Records for processing START

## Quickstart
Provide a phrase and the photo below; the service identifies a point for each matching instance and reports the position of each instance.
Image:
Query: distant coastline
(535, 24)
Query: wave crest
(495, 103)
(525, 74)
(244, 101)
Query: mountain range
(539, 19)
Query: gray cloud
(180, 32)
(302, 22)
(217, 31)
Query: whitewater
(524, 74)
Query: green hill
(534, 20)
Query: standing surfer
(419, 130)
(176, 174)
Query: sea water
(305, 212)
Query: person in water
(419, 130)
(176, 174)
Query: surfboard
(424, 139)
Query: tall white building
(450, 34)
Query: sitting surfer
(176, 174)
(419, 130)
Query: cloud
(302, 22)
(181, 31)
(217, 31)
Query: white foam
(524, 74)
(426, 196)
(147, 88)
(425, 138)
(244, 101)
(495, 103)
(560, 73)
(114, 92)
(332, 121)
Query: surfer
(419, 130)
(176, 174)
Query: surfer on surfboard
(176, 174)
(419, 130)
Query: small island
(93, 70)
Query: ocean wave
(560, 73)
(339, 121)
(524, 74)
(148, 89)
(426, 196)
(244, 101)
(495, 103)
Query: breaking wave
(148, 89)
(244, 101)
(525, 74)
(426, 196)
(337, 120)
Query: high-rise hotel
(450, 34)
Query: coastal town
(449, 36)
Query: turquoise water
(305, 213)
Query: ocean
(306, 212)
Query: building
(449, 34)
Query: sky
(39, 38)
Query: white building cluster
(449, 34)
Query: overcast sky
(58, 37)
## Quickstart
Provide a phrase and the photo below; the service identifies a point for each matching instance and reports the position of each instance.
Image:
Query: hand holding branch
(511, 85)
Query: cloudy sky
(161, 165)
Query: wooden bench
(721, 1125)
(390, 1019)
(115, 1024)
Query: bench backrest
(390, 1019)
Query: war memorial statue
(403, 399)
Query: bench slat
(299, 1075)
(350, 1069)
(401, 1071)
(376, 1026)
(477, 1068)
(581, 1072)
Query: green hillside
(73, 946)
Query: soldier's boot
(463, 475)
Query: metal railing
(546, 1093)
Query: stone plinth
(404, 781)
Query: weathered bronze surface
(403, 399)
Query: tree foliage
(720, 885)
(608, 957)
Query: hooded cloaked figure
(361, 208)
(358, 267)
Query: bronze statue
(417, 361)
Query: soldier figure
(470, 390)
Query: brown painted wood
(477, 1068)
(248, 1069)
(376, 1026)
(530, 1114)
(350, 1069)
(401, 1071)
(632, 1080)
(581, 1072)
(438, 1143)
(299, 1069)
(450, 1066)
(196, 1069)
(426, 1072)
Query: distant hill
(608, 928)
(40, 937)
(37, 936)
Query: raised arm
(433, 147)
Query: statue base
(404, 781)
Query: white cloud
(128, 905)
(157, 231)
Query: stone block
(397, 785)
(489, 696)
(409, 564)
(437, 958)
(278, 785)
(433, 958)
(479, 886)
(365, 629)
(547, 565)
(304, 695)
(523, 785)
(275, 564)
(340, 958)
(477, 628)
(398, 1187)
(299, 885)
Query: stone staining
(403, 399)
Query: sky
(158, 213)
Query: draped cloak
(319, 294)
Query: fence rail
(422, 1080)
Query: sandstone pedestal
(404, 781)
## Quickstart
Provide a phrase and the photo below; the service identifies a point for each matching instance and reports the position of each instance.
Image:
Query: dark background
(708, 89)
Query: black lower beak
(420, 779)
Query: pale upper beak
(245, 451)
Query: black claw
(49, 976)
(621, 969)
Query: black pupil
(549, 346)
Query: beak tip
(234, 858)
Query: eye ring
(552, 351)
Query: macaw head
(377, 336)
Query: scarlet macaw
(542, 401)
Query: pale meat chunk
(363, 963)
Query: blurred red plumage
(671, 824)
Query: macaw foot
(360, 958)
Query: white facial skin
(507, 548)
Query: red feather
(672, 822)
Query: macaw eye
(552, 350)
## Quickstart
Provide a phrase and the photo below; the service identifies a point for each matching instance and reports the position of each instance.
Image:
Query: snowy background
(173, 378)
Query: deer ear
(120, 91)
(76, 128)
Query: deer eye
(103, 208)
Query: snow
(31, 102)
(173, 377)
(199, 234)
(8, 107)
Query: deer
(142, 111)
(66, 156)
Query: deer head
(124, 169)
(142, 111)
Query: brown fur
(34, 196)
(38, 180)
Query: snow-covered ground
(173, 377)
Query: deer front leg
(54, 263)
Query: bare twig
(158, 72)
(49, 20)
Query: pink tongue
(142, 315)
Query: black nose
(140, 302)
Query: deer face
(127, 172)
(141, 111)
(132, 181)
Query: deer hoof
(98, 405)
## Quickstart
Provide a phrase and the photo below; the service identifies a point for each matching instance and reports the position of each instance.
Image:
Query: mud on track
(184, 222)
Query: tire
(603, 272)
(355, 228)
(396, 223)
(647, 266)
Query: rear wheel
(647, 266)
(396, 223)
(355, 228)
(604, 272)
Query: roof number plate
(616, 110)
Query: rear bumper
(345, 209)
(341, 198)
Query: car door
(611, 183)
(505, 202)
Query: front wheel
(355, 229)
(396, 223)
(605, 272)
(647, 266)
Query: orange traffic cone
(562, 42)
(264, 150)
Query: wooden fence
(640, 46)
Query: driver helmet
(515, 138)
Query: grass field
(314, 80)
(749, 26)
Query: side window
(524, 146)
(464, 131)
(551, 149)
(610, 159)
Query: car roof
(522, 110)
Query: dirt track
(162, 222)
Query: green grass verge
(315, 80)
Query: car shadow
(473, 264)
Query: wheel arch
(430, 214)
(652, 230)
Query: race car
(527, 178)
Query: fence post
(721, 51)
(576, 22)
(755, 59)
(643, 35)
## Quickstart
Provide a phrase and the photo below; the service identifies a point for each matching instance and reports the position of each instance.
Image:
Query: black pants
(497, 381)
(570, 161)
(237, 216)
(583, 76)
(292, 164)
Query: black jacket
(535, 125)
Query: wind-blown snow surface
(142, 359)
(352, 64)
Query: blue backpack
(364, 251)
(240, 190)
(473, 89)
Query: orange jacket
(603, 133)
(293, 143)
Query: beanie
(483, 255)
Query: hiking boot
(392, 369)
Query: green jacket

Records for processing END

Output each record precisely as given.

## Quickstart
Provide a phrase and the photo below; the service identifies a point for each matching instance and reports the position of each instance.
Image:
Query: distant coastline
(535, 24)
Query: wave crest
(495, 103)
(525, 74)
(244, 101)
Query: mountain range
(539, 19)
Query: gray cloud
(180, 32)
(302, 22)
(217, 31)
Query: whitewater
(524, 74)
Query: green hill
(534, 20)
Query: standing surfer
(419, 130)
(176, 174)
Query: sea water
(305, 212)
Query: person in water
(419, 130)
(176, 174)
Query: surfboard
(424, 139)
Query: tall white building
(450, 34)
Query: sitting surfer
(176, 174)
(419, 130)
Query: cloud
(302, 22)
(181, 31)
(217, 31)
Query: white foam
(524, 74)
(426, 196)
(147, 88)
(425, 138)
(244, 101)
(495, 103)
(560, 73)
(114, 92)
(332, 121)
Query: surfer
(419, 130)
(176, 174)
Query: surfer on surfboard
(176, 174)
(419, 130)
Query: small island
(93, 70)
Query: ocean wave
(560, 73)
(339, 121)
(524, 74)
(148, 89)
(426, 196)
(244, 101)
(495, 103)
Query: breaking wave
(148, 89)
(244, 101)
(525, 74)
(426, 196)
(337, 120)
Query: high-rise hotel
(450, 34)
Query: coastal town
(449, 36)
Query: turquoise water
(305, 213)
Query: ocean
(306, 212)
Query: building
(449, 34)
Query: sky
(39, 38)
Query: white building cluster
(449, 34)
Query: overcast sky
(58, 37)
## Quickstart
Provide a phrase and the photo below; the service identifies a point for each matching instance and reports the position of each instance.
Image:
Query: hand holding branch
(511, 85)
Query: cloudy sky
(161, 165)
Query: wooden bench
(721, 1125)
(390, 1019)
(115, 1024)
Query: bench backrest
(390, 1019)
Query: war memorial statue
(403, 399)
Query: bench slat
(299, 1075)
(350, 1069)
(401, 1071)
(376, 1026)
(477, 1068)
(581, 1072)
Query: green hillside
(73, 946)
Query: soldier's boot
(463, 475)
Query: metal railing
(546, 1093)
Query: stone plinth
(404, 781)
Query: weathered bronze surface
(403, 399)
Query: tree foliage
(720, 885)
(608, 957)
Query: hooded cloaked figure
(361, 208)
(358, 267)
Query: bronze statue
(417, 361)
Query: soldier figure
(470, 390)
Query: brown painted wood
(477, 1068)
(248, 1069)
(376, 1026)
(530, 1114)
(350, 1069)
(401, 1071)
(632, 1080)
(581, 1072)
(438, 1143)
(299, 1069)
(450, 1066)
(196, 1069)
(426, 1072)
Query: distant hill
(608, 928)
(40, 937)
(37, 936)
Query: raised arm
(433, 147)
Query: statue base
(404, 781)
Query: white cloud
(128, 905)
(157, 231)
Query: stone block
(397, 785)
(489, 696)
(409, 564)
(437, 958)
(278, 785)
(433, 958)
(479, 886)
(365, 629)
(547, 565)
(304, 695)
(523, 785)
(275, 564)
(340, 958)
(477, 628)
(398, 1187)
(299, 885)
Query: stone staining
(403, 399)
Query: sky
(158, 213)
Query: draped cloak
(319, 294)
Query: fence rail
(422, 1080)
Query: sandstone pedestal
(404, 781)
## Quickstart
Provide a phrase and the photo below; the service identifies a point for each matching instance and reports the position of each instance.
Image:
Query: dark background
(708, 89)
Query: black lower beak
(420, 779)
Query: pale upper beak
(245, 451)
Query: black claw
(49, 976)
(621, 969)
Query: black pupil
(549, 346)
Query: beak tip
(234, 858)
Query: eye ring
(552, 351)
Query: macaw head
(377, 336)
Query: scarlet macaw
(542, 401)
Query: pale meat chunk
(363, 963)
Query: blurred red plumage
(671, 824)
Query: macaw foot
(360, 958)
Query: white facial skin
(507, 548)
Query: red feather
(672, 822)
Query: macaw eye
(552, 350)
## Quickstart
Provide a phrase and the photo below; the service identifies a point for each matching instance and reports the position of each instance.
Image:
Query: snowy background
(173, 378)
Query: deer ear
(120, 91)
(76, 128)
Query: deer eye
(103, 208)
Query: snow
(31, 102)
(173, 377)
(199, 234)
(8, 107)
Query: deer
(142, 111)
(66, 156)
Query: deer head
(124, 169)
(142, 111)
Query: brown fur
(34, 196)
(38, 180)
Query: snow-covered ground
(173, 377)
Query: deer front leg
(54, 263)
Query: bare twig
(158, 72)
(49, 20)
Query: pink tongue
(142, 315)
Query: black nose
(140, 302)
Query: deer face
(127, 172)
(141, 111)
(132, 181)
Query: deer hoof
(98, 405)
## Quickstart
Provide a phrase and the photo below; the service identifies a point for each matching instance and reports the position of each instance.
Image:
Query: mud on track
(184, 222)
Query: tire
(603, 272)
(355, 228)
(396, 223)
(647, 266)
Query: rear wheel
(647, 266)
(396, 223)
(355, 228)
(604, 272)
Query: roof number plate
(616, 110)
Query: rear bumper
(345, 209)
(341, 198)
Query: car door
(611, 183)
(505, 202)
Query: front wheel
(355, 229)
(396, 223)
(605, 272)
(647, 266)
Query: orange traffic cone
(562, 42)
(264, 150)
Query: wooden fence
(640, 46)
Query: driver helmet
(515, 138)
Query: grass field
(314, 80)
(749, 26)
Query: side window
(524, 146)
(464, 131)
(551, 149)
(610, 159)
Query: car roof
(522, 110)
Query: dirt track
(162, 222)
Query: green grass verge
(315, 80)
Query: car shadow
(473, 264)
Query: wheel arch
(430, 214)
(652, 230)
Query: race car
(527, 178)
Query: fence post
(721, 51)
(576, 22)
(755, 59)
(643, 35)
## Quickstart
Provide a phrase and the photo below; the service identifies a point for each matching instance and reports the position of each instance.
Image:
Query: black pants
(497, 381)
(570, 161)
(237, 216)
(583, 76)
(292, 164)
Query: black jacket
(535, 125)
Query: wind-blown snow surface
(142, 359)
(352, 64)
Query: blue backpack
(364, 251)
(240, 190)
(473, 89)
Query: orange jacket
(603, 133)
(293, 143)
Query: beanie
(483, 255)
Query: hiking boot
(392, 369)
Query: green jacket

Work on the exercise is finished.